§ EXERCISE INSTRUCTIONS
Reproduce the data below verbatim, starting at the line that contains "Expected: for each instance of the image" and ending at the final line of the data.

§ DATA SUPPLIED
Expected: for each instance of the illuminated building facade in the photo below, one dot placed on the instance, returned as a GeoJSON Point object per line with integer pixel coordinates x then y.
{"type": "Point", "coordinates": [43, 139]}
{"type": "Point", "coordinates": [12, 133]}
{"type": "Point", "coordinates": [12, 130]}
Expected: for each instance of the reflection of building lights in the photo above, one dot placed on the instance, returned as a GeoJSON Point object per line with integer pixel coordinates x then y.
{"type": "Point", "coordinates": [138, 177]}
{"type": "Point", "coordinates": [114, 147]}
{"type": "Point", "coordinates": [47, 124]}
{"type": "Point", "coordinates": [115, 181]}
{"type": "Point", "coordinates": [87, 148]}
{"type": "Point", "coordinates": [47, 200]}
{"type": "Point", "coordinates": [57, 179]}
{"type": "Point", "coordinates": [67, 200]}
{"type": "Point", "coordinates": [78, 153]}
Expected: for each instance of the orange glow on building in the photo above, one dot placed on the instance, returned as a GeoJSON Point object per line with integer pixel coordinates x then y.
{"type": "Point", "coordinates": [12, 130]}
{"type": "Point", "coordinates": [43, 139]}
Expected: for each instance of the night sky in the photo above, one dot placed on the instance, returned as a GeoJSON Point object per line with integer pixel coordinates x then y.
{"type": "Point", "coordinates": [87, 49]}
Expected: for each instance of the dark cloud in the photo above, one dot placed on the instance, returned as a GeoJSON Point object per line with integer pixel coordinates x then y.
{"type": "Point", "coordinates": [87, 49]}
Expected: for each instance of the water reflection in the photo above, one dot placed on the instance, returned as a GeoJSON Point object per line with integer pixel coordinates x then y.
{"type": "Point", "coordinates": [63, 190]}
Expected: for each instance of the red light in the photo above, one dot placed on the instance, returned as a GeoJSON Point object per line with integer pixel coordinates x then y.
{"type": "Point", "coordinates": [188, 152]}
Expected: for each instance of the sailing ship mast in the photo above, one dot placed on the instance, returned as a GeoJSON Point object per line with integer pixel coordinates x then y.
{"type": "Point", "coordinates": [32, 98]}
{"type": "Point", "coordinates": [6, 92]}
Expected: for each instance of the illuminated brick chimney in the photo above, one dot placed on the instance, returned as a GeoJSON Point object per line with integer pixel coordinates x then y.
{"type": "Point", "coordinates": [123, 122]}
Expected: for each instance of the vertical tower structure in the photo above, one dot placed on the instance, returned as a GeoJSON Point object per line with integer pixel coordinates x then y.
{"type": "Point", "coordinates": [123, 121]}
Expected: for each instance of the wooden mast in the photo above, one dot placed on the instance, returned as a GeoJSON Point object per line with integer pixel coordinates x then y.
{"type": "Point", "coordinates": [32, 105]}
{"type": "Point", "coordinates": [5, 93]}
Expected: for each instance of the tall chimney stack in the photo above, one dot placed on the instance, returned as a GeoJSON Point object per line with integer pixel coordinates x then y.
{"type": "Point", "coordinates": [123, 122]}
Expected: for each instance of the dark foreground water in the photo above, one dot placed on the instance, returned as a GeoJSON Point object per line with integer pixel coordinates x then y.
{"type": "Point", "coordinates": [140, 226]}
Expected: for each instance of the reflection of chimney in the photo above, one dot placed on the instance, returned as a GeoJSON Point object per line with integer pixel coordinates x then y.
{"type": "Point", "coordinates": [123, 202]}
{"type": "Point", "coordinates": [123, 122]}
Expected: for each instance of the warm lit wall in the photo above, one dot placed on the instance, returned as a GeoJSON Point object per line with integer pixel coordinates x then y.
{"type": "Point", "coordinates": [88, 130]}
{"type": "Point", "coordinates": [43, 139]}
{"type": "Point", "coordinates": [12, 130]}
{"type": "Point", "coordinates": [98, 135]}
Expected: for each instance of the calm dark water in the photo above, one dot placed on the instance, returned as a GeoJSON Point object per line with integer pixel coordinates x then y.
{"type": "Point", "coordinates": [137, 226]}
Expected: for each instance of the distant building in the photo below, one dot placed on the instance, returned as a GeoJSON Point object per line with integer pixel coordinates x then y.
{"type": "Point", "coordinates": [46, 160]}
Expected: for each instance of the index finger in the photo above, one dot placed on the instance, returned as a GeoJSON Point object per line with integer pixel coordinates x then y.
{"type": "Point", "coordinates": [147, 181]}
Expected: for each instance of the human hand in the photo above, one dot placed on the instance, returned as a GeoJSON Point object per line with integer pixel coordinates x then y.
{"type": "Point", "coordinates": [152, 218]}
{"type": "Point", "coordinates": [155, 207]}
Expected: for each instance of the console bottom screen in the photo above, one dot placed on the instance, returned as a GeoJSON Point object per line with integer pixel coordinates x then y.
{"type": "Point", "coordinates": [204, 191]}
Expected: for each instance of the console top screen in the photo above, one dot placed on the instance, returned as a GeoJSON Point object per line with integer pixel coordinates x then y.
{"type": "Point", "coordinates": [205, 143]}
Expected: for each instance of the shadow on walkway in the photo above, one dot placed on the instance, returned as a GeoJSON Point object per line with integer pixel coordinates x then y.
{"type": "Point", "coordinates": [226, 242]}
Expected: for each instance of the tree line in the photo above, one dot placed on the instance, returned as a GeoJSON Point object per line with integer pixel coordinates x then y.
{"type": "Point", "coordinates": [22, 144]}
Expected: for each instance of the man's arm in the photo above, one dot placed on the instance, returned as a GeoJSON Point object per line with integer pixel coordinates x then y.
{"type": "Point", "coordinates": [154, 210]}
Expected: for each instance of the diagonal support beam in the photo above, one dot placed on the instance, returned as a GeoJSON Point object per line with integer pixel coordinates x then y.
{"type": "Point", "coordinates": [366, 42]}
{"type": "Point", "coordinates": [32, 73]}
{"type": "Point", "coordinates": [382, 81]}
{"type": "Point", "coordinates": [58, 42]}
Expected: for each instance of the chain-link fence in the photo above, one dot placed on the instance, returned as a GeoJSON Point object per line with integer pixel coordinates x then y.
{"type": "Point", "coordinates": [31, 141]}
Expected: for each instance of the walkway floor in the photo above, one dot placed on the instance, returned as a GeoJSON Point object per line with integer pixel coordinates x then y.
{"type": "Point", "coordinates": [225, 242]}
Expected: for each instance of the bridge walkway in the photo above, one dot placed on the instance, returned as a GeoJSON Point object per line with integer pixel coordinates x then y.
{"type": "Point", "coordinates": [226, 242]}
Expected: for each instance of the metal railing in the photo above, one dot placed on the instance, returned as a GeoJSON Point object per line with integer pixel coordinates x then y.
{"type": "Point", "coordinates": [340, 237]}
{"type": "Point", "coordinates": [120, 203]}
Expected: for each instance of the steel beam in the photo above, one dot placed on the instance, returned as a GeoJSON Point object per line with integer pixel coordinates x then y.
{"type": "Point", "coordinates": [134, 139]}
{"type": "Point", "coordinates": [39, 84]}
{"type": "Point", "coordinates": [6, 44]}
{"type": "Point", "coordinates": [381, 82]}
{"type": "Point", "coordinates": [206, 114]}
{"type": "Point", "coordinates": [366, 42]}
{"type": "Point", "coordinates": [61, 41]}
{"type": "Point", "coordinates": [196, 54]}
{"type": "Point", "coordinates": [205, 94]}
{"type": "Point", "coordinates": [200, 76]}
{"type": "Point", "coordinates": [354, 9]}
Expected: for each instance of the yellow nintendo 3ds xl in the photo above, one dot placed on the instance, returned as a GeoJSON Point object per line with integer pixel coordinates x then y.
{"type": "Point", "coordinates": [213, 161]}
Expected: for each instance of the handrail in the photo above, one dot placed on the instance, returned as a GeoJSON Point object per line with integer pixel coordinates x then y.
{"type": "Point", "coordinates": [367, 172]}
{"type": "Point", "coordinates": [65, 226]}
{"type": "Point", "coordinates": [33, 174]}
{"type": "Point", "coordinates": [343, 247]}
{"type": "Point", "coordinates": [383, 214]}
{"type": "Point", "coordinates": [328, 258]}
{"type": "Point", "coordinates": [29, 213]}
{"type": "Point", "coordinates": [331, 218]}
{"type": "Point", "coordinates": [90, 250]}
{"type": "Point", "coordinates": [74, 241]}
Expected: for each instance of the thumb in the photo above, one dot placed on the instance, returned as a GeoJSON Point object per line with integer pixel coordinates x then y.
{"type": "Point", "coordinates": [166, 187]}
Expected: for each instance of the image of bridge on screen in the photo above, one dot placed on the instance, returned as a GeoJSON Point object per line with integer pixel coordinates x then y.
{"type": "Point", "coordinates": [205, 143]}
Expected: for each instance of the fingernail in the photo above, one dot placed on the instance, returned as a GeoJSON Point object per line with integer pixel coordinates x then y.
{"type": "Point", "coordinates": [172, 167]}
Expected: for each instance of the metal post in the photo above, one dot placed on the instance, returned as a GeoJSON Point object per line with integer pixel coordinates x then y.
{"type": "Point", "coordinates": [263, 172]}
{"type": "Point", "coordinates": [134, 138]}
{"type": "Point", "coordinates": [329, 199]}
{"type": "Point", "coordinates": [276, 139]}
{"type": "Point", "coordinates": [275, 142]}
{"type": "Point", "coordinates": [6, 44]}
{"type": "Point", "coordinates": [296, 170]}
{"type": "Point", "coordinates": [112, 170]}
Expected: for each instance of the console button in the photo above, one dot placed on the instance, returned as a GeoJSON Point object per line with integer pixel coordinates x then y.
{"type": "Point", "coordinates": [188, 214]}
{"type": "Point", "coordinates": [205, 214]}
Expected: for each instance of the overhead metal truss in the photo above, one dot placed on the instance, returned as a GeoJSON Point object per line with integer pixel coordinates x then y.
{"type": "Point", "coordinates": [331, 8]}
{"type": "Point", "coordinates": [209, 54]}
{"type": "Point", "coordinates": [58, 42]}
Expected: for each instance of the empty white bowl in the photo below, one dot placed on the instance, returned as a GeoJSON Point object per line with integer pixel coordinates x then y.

§ OUTPUT
Expected: for each instance of the image of bridge on screen in the photo above, one dot placed on the instance, returned as a GeoJSON Point object per line with integer pixel coordinates x then y.
{"type": "Point", "coordinates": [205, 143]}
Expected: for each instance of the fingernail in the photo above, one dot placed on the instance, returned as a GeoJSON Point object per line with integer pixel coordinates x then y.
{"type": "Point", "coordinates": [172, 167]}
Expected: for each instance of the metal post in the photo above, one dot placed on the instance, returned as a GeoJSON Point object per line with integer pixel coordinates x then y.
{"type": "Point", "coordinates": [263, 172]}
{"type": "Point", "coordinates": [134, 138]}
{"type": "Point", "coordinates": [329, 199]}
{"type": "Point", "coordinates": [276, 139]}
{"type": "Point", "coordinates": [275, 142]}
{"type": "Point", "coordinates": [6, 44]}
{"type": "Point", "coordinates": [296, 170]}
{"type": "Point", "coordinates": [112, 170]}
Expected: for each instance of the console button in the photo above, one dot placed on the instance, returned as a GeoJSON Point object per line with integer pixel coordinates x then y.
{"type": "Point", "coordinates": [188, 214]}
{"type": "Point", "coordinates": [205, 214]}
Expected: for each instance of the overhead metal truss in the photo above, one dot placed on the instance, returned as a GeoJSON Point object per line with integer pixel coordinates x then y.
{"type": "Point", "coordinates": [331, 8]}
{"type": "Point", "coordinates": [209, 54]}
{"type": "Point", "coordinates": [58, 42]}
Expected: for each instance of the empty white bowl in the photo below, one dot placed on the instance, returned as a GeoJSON Point object per line with integer pixel coordinates x then y.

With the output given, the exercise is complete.